- [Exercise]: Copy out exactly the lines running from the one with "Task: one point marks each instance of the green leaf" through the final line, both ends included, and nothing else. Pictures stay out of the copy.
* Begin *
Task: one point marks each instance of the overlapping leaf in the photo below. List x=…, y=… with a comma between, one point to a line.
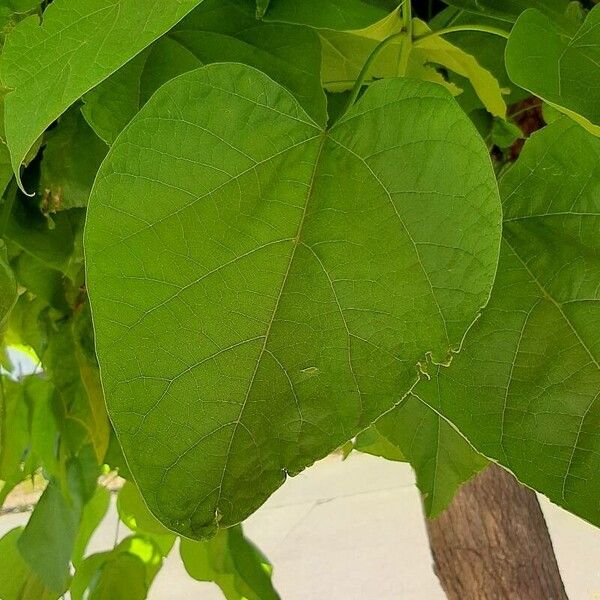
x=525, y=388
x=334, y=14
x=217, y=31
x=233, y=562
x=48, y=66
x=440, y=456
x=559, y=61
x=509, y=10
x=345, y=53
x=262, y=289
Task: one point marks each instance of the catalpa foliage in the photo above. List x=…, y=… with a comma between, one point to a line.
x=237, y=236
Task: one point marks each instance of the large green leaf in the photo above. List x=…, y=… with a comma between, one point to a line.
x=333, y=14
x=48, y=540
x=217, y=31
x=526, y=385
x=28, y=430
x=231, y=561
x=263, y=289
x=567, y=72
x=48, y=66
x=509, y=10
x=345, y=53
x=441, y=457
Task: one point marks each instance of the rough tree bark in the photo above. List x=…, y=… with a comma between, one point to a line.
x=492, y=543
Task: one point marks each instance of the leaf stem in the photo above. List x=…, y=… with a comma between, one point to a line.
x=366, y=67
x=456, y=28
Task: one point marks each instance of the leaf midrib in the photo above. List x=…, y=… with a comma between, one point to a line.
x=297, y=237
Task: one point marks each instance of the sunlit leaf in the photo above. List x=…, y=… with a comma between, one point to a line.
x=72, y=155
x=135, y=514
x=218, y=291
x=509, y=10
x=524, y=388
x=92, y=515
x=17, y=581
x=231, y=561
x=436, y=49
x=441, y=457
x=8, y=286
x=48, y=66
x=372, y=441
x=566, y=73
x=47, y=541
x=217, y=31
x=334, y=14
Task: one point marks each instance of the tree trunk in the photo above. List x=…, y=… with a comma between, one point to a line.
x=492, y=543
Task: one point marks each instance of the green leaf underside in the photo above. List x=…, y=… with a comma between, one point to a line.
x=17, y=580
x=231, y=561
x=72, y=156
x=525, y=388
x=49, y=66
x=567, y=72
x=216, y=31
x=335, y=14
x=509, y=10
x=262, y=290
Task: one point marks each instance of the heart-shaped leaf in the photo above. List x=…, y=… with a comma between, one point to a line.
x=566, y=73
x=216, y=31
x=263, y=289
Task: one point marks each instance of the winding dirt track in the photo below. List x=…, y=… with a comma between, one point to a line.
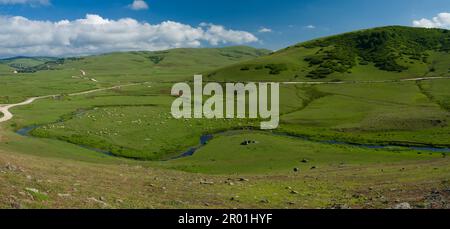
x=7, y=115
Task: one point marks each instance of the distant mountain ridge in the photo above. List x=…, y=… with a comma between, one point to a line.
x=392, y=49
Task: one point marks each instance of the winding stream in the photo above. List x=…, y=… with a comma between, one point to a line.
x=204, y=139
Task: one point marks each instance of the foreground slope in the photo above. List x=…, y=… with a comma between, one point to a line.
x=393, y=52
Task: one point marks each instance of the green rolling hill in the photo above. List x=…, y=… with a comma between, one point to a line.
x=392, y=52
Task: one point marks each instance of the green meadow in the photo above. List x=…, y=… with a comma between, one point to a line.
x=373, y=134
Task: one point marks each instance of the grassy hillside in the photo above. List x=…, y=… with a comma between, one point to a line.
x=352, y=144
x=382, y=53
x=77, y=74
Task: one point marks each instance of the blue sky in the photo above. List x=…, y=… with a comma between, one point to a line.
x=289, y=21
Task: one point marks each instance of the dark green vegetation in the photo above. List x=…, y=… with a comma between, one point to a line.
x=368, y=101
x=390, y=52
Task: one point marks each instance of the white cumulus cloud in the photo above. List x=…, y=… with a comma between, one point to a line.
x=95, y=34
x=442, y=20
x=23, y=2
x=138, y=5
x=265, y=30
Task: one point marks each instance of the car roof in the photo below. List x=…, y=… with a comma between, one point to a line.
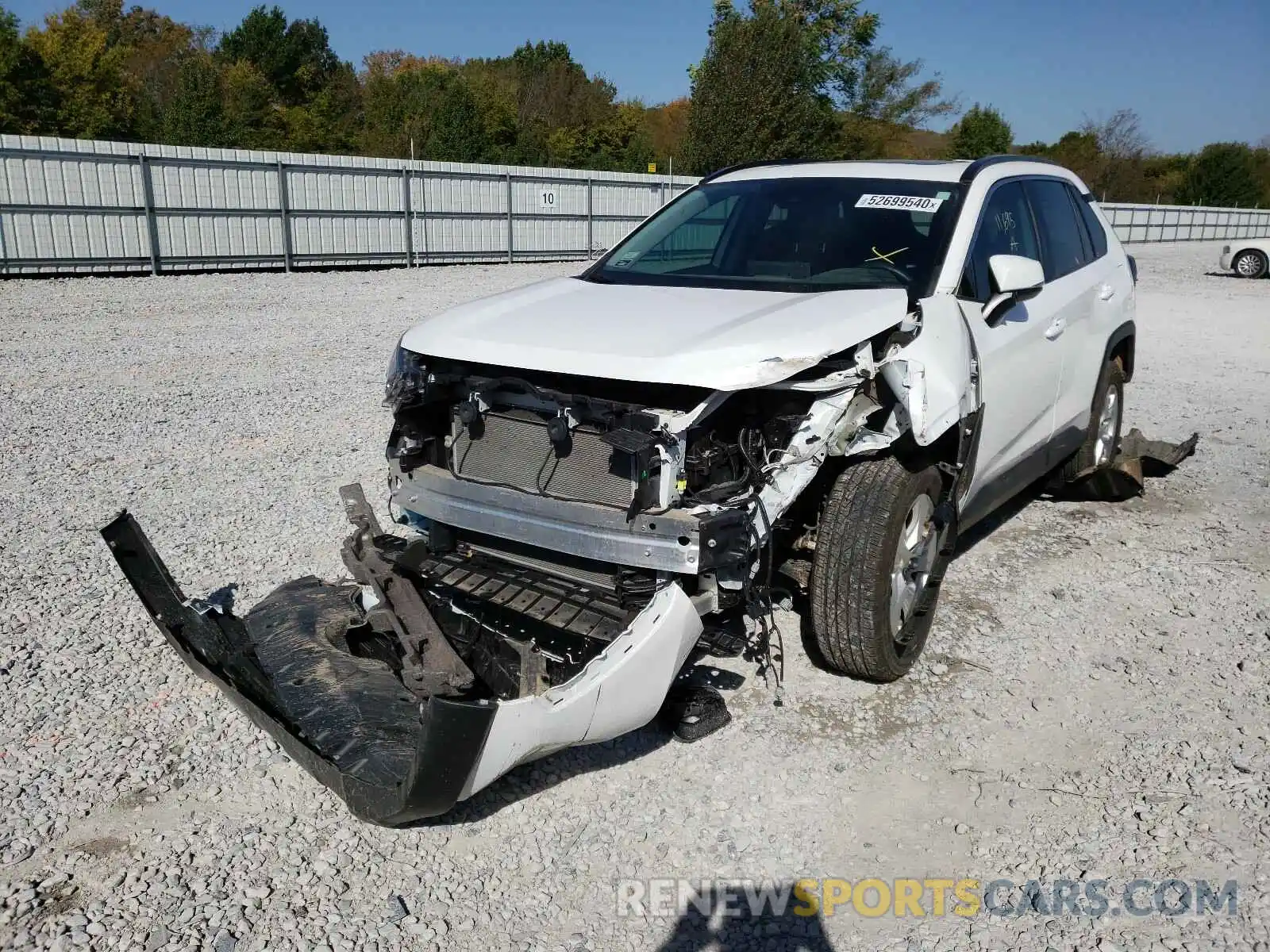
x=920, y=171
x=952, y=171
* End *
- [Output of the task]:
Task: one point marks each instance of the green leaf underside in the photo above. List x=…, y=… with a comma between, one point to a line.
x=17, y=580
x=231, y=561
x=72, y=156
x=525, y=388
x=49, y=66
x=567, y=72
x=216, y=31
x=335, y=14
x=509, y=10
x=262, y=290
Task: one point marks each instance of the heart-shaped leaf in the photo above. List x=…, y=… with a comma between, one point to a line.
x=566, y=73
x=216, y=31
x=263, y=289
Task: one point marks each instance of the winding dirt track in the photo below. List x=…, y=… with a comma between, one point to a line.
x=7, y=115
Task: one point marks each instance of the distant mountain ridge in the photo above. List x=…, y=… with a comma between, one point to a line.
x=392, y=49
Task: one point marks each instance of the winding stream in the photo above. List x=…, y=… with a comma between, one point to a line.
x=204, y=139
Task: one point marks each instance of the foreground slope in the photo above. List x=…, y=… with a comma between, one point to a line.
x=393, y=52
Task: one point marks each instance of the green rolling hill in the photo above. List x=…, y=… with a comma between, one point to a line.
x=392, y=52
Task: one point marks each instance of the green meadow in the photo above. List x=…, y=… with a comma between, one point to a line.
x=373, y=134
Task: one point marks each instance of the grassy hillside in the photo above. List x=…, y=… with a comma between, one point to a line.
x=352, y=144
x=382, y=53
x=77, y=74
Task: one point marks each instance of the blue sky in the photo above. List x=…, y=… with a comma between, one point to a line.
x=289, y=21
Task: one point marks each instance of the dark green vegetation in the photo above. List x=…, y=… with a comma between, one point to a line.
x=368, y=101
x=390, y=52
Task: one point marks each instance of the white cumulus cloud in the photo above. List x=…, y=… with a comma between, one point to a line.
x=95, y=34
x=442, y=20
x=23, y=2
x=138, y=5
x=265, y=30
Task: one point marks each instance of the car roof in the photo below. List x=…, y=… with a comma between, one point to a line.
x=920, y=171
x=952, y=171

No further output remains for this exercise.